[BRIEF]: Repeat the lines below verbatim, from the line containing "point_to(query) returns, for every instance of the green hedge" through the line containing "pixel 22 203", inclusive.

------ DATA SHOWN

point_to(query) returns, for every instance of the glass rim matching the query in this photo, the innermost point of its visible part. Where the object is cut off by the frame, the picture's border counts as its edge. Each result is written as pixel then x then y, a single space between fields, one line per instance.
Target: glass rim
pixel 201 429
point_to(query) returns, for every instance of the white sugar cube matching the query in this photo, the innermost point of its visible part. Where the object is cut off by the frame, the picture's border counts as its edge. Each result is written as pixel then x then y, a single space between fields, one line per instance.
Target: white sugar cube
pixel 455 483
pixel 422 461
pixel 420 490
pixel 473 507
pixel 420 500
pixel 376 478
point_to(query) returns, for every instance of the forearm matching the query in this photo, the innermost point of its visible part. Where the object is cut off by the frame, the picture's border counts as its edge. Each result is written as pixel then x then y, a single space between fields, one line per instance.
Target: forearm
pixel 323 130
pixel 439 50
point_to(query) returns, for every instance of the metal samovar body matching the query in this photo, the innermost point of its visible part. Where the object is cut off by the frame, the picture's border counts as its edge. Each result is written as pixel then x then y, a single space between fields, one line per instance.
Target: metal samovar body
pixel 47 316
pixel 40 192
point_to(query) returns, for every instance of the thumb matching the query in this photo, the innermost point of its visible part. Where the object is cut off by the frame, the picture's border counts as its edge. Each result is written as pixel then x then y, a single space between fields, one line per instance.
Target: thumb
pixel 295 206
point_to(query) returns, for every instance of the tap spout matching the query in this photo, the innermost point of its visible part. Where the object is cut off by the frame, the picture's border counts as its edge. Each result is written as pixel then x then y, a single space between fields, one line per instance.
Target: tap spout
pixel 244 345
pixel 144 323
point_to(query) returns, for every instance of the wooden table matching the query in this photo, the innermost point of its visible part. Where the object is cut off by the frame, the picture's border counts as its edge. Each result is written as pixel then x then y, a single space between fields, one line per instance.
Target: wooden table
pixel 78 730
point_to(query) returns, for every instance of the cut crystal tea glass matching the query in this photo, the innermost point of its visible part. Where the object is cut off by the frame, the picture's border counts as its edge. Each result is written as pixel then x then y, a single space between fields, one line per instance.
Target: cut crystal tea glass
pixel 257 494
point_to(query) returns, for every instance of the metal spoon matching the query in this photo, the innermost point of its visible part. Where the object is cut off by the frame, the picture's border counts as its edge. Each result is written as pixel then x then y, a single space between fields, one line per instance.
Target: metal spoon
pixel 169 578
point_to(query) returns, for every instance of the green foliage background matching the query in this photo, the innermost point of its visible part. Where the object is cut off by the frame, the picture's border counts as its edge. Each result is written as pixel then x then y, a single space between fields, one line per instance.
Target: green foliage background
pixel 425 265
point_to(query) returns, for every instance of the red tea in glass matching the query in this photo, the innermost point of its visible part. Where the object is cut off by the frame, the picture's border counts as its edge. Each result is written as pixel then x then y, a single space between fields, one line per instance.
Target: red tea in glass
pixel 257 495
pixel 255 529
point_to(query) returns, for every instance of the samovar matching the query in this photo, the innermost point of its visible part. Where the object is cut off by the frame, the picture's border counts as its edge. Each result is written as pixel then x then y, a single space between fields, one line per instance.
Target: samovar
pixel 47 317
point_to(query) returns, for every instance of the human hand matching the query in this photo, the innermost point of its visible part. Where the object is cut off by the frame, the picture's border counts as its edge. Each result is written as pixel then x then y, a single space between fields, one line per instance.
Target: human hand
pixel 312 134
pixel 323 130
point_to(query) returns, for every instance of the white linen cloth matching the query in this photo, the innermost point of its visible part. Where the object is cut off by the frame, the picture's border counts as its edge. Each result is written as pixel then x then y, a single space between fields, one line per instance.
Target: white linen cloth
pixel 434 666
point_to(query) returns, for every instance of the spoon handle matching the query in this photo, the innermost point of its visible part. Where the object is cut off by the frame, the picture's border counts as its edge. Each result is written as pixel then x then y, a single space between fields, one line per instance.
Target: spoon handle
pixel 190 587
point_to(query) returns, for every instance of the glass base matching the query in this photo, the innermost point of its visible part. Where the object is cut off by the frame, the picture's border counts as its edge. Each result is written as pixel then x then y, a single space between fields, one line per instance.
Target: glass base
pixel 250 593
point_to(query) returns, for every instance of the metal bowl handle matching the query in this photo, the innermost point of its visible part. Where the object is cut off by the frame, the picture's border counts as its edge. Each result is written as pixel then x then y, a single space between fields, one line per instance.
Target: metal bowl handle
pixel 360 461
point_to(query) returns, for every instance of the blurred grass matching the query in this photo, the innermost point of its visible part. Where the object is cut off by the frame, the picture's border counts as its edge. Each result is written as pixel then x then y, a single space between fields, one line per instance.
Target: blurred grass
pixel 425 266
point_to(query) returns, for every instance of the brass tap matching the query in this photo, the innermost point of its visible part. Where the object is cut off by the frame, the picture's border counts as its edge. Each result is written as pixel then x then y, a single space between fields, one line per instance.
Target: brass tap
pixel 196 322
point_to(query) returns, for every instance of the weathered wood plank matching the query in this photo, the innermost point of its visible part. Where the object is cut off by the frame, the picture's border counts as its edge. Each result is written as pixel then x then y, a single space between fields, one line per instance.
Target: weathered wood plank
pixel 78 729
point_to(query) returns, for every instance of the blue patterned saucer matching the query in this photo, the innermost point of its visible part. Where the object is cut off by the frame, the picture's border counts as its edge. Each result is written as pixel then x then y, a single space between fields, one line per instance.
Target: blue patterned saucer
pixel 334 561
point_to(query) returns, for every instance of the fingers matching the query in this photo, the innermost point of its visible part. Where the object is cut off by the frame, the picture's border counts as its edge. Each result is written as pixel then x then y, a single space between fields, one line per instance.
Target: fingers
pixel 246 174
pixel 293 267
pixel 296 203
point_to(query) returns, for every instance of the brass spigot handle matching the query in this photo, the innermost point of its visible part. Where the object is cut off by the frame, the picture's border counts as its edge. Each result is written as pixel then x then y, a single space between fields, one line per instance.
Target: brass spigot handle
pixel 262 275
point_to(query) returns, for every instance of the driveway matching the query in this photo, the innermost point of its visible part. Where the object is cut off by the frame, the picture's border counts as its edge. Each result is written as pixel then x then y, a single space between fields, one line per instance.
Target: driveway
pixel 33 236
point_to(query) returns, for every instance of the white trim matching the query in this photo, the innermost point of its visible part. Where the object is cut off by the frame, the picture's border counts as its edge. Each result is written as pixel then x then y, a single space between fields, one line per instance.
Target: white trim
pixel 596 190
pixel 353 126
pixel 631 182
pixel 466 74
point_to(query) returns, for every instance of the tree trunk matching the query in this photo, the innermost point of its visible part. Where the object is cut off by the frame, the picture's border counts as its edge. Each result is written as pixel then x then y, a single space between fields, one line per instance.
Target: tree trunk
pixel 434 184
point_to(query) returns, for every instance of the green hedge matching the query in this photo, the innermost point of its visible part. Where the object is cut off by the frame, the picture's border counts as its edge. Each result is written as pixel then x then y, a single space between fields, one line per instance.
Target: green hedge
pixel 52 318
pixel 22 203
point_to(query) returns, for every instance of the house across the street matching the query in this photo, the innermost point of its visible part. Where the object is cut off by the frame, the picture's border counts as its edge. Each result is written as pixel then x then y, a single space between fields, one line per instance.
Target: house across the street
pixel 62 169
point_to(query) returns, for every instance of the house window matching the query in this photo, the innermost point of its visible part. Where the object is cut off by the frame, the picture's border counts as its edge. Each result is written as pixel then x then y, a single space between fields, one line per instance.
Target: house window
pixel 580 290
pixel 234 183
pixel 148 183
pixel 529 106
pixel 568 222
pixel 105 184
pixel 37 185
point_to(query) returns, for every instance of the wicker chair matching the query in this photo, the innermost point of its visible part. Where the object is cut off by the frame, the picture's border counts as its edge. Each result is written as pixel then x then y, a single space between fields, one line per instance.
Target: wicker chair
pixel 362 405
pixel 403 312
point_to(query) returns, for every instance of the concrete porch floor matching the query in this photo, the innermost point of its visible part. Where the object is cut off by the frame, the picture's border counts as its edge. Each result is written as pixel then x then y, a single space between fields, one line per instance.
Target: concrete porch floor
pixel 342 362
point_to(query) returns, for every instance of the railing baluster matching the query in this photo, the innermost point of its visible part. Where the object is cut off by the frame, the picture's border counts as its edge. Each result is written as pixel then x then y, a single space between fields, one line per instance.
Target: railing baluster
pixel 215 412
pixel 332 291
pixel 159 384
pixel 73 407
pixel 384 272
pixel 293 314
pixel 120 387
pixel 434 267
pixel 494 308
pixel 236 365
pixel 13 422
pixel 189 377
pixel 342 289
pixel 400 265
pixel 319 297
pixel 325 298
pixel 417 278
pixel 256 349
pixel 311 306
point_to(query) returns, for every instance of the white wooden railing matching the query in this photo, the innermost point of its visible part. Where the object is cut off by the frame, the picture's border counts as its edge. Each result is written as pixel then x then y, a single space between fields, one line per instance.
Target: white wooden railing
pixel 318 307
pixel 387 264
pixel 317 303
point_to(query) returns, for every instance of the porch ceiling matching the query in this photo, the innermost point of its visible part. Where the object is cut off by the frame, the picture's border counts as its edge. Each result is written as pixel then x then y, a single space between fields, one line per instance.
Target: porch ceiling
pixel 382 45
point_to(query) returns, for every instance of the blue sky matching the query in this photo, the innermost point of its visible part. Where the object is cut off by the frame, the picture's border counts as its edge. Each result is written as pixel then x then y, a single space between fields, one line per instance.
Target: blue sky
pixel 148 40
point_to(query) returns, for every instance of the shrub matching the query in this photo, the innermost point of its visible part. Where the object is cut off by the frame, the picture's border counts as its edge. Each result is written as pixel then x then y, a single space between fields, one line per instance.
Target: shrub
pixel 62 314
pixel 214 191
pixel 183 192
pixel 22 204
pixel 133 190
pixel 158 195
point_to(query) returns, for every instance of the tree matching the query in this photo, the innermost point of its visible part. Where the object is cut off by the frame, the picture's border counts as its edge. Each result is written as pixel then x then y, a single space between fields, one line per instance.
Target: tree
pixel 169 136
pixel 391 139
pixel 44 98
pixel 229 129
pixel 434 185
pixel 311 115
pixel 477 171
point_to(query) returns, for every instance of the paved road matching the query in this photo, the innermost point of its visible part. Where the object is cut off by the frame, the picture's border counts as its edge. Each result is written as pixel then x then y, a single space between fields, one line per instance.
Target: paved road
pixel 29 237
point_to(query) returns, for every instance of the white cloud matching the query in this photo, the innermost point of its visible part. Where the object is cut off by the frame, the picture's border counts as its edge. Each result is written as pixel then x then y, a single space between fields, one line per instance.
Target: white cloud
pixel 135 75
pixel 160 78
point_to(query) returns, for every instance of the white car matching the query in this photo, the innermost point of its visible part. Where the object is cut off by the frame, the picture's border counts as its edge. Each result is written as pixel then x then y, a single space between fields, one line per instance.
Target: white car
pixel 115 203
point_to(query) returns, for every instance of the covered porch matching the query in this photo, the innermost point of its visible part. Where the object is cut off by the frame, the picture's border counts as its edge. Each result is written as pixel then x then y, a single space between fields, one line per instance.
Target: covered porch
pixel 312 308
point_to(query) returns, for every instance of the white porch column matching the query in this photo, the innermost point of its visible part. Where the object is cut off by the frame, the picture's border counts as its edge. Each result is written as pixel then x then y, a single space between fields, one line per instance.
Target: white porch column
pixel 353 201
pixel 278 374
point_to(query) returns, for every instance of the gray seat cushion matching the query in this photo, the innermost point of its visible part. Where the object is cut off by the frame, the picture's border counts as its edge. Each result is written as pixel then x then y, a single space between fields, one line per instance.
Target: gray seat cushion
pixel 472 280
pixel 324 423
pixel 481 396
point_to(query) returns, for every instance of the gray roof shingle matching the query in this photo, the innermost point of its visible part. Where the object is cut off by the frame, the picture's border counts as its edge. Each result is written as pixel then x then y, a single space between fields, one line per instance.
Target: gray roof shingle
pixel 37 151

------------

[RESULT OF THE EXERCISE]:
point_to(query) returns, for every instance of the green hedge matching the query in this photo, the innermost point of its visible part. Where the object is cut off by the frame, the picture's border counts as its edge. Each result is written as pixel then x then y, a single space between fields, one line per instance.
Target: green hedge
pixel 52 318
pixel 22 203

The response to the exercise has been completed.